Problem statement. Repeat only the lines below from the one containing "Target: blue pen" through the one containing "Target: girl with glasses", inclusive, exactly as written.

Collection entries
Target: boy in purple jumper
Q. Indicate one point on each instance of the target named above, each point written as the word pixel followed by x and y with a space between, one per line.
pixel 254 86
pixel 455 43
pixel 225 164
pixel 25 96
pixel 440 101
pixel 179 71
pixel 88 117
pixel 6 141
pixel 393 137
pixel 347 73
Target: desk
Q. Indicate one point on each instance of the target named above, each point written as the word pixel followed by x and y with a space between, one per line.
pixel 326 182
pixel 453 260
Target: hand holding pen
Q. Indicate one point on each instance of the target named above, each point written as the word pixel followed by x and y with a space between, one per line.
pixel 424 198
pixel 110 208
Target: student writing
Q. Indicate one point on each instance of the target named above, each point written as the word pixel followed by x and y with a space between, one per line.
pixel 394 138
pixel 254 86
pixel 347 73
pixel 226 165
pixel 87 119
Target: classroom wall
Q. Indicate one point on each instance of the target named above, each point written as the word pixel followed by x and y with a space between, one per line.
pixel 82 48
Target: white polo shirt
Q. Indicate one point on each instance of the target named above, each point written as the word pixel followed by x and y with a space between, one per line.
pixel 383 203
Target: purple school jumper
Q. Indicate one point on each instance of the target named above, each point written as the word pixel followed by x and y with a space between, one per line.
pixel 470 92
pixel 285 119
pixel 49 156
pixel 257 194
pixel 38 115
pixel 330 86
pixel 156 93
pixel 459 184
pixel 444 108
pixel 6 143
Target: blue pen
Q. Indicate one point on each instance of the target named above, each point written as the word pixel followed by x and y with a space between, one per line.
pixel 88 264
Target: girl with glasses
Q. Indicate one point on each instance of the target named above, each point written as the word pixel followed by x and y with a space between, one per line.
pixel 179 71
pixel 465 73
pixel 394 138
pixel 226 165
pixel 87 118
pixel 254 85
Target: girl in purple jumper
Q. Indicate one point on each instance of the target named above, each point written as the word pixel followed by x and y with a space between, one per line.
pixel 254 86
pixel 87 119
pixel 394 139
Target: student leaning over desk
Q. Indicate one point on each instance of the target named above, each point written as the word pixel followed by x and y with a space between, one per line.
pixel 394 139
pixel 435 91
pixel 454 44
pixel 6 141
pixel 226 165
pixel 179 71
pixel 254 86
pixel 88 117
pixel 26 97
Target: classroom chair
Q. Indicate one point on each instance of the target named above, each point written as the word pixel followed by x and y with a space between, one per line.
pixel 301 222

Answer to the problem.
Target: blue pen
Q. Indicate one point on each instance of the target named above, each point written as the word pixel followed by x and y with a space between, one per line.
pixel 88 264
Target: girl with glasses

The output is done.